PASSAGE SHOWN:
-.-.-

# Layz acres had a colt



## Reble (Feb 3, 2010)

http://www.marestare.com/fcam.php?alias=layzacres

Looks like they are trying to get some colostrum for the foal.

Prayers coming for this little foal...


----------



## LittleRibbie (Feb 3, 2010)

This does not look good......is the mare usually down for this amount of time....the foal seems awefully weak too...oooppps...mom just got up


----------



## Matt73 (Feb 3, 2010)

Is there something wrong with the foal? Most healthy foals are pretty strong and wiggly about now and already up. Hope all is okay...


----------



## Reble (Feb 3, 2010)

Matt73 said:


> Is there something wrong with the foal?


Just not trying to get up or anything, that I have seen, seems very weak...

she has been on the phone so maybe getting some one in...


----------



## Matt73 (Feb 3, 2010)

Sending lots of jingles


----------



## Watcheye (Feb 3, 2010)

It really worries me with how still he is and how much she has to rub on him. I understand why she is doing it mind you, it just worries me that she has to do it.


----------



## Matt73 (Feb 3, 2010)

Doesn't look good....


----------



## liltnt (Feb 3, 2010)

this is scarey to me poor baby I been watching and havent ever had any babies but please let the baby be ok wish there was sound


----------



## luv2ridesaddleseat (Feb 3, 2010)

I watched the birth. Poor baby. I wonder how far away their Vet is? My foal was trying to stand when she was half way out and she was a red bag. I'm also lucky to have 2 amazing horse hospitals within 20 minutes of me. My foal would have been there already. I know some people don't have a good Vet within 2hours or more. Dear God, please help these people, the moma and her foal? Please????


----------



## Watcheye (Feb 3, 2010)

is the vet there?


----------



## Matt73 (Feb 3, 2010)

She just made a big, energetic move! Come on, girl! (or boy)


----------



## Reble (Feb 3, 2010)

Watcheye said:


> is the vet there?



No vet yet,

I also seen that move Matt, and thought oh come on baby you need to try...


----------



## Maxi'sMinis (Feb 3, 2010)

Come on baby sending prayers for the little one.


----------



## LittleRibbie (Feb 3, 2010)

Looks like they may be going to the vet. Prayers being sent!


----------



## Matt73 (Feb 3, 2010)

I'd shut the camera off If I were them...but they're not thinking of that right now...


----------



## Reble (Feb 3, 2010)

The waiting must seem like for ever, for them, it has been about an hour now since the precious foal has been born..


----------



## liltnt (Feb 3, 2010)

I think they are headign to the vet. baby seems a little better holding its head up at least. come on baby

opps nope they are trying to get him/her to nurse come on baby


----------



## Reble (Feb 4, 2010)

The foal is a Colt

Boy he sure is not giving up that is for sure...


----------



## markadoodle (Feb 4, 2010)

Colt, Red bag delivery. They are talking with the vet


----------



## Reble (Feb 4, 2010)

-.-.-

EXERCISE 1: In the foal thread, about how long after the birth did Reble say the waiting had lasted?
EXERCISE 2: Return the part of the foal thread between "This does not" and "all is okay...", inclusive.

-.-.-

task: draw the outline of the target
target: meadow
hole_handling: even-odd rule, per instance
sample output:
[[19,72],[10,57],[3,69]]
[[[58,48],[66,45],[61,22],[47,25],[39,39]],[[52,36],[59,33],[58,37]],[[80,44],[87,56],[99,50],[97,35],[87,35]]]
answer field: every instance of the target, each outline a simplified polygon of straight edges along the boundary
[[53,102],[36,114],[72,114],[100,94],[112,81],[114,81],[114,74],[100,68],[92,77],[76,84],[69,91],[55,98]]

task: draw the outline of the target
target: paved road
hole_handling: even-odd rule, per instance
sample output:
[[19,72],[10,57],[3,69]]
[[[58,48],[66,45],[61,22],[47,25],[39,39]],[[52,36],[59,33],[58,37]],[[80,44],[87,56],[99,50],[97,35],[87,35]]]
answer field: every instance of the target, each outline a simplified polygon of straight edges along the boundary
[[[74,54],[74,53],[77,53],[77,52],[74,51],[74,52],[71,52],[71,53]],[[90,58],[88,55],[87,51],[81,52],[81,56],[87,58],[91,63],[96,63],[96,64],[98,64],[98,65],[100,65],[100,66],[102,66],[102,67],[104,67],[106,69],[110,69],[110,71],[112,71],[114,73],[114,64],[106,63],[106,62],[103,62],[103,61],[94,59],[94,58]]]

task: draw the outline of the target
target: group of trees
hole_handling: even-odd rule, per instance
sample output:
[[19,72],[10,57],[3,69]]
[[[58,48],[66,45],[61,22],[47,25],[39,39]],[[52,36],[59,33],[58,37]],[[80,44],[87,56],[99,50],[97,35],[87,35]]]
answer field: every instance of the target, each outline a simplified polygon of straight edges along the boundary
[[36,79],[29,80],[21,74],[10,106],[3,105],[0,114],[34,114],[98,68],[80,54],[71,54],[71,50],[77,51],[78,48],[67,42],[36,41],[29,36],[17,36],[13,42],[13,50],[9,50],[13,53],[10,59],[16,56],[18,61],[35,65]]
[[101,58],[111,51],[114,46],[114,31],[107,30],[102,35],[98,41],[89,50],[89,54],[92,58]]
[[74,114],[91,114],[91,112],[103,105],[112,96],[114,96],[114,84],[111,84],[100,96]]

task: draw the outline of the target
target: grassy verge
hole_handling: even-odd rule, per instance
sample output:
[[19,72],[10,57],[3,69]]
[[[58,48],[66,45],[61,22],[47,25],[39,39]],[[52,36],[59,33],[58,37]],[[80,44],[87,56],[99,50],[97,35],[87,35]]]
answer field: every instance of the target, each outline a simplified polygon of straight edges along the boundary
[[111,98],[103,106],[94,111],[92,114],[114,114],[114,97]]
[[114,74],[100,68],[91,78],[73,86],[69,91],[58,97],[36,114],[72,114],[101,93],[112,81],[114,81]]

-.-.-

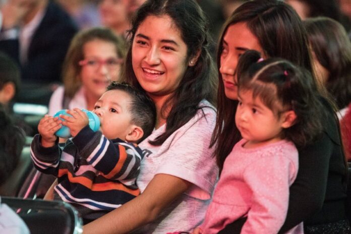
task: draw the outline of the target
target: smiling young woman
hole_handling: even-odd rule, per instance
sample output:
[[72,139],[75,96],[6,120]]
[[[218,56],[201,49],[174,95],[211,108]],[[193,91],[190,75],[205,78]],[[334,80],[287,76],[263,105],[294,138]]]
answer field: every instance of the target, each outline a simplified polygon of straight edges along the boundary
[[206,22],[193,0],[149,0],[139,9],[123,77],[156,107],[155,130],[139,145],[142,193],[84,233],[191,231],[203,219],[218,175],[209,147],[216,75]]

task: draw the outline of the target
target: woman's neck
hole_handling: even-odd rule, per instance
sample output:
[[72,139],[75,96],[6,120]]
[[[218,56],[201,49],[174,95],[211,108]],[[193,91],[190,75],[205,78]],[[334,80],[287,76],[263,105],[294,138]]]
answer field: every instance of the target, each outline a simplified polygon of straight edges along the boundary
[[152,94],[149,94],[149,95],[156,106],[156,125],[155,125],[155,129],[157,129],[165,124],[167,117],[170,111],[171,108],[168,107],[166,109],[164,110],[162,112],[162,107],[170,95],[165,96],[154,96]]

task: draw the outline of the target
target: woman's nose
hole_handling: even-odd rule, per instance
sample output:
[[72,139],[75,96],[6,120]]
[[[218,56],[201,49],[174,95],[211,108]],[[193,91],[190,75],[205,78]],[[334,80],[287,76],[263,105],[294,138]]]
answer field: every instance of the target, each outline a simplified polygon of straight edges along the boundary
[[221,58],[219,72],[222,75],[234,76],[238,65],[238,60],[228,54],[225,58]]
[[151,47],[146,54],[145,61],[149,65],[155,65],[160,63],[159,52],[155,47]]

-.-.-

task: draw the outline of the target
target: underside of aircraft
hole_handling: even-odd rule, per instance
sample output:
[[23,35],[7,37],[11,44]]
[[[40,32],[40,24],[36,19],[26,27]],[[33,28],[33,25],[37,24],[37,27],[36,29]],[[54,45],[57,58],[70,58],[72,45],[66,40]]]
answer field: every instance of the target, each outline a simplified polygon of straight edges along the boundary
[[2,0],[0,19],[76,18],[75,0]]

-.-.-

FINAL ANSWER 1: About an hour.

FINAL ANSWER 2:
This does not look good......is the mare usually down for this amount of time....the foal seems awefully weak too...oooppps...mom just got up


----------



## Matt73 (Feb 3, 2010)

Is there something wrong with the foal? Most healthy foals are pretty strong and wiggly about now and already up. Hope all is okay...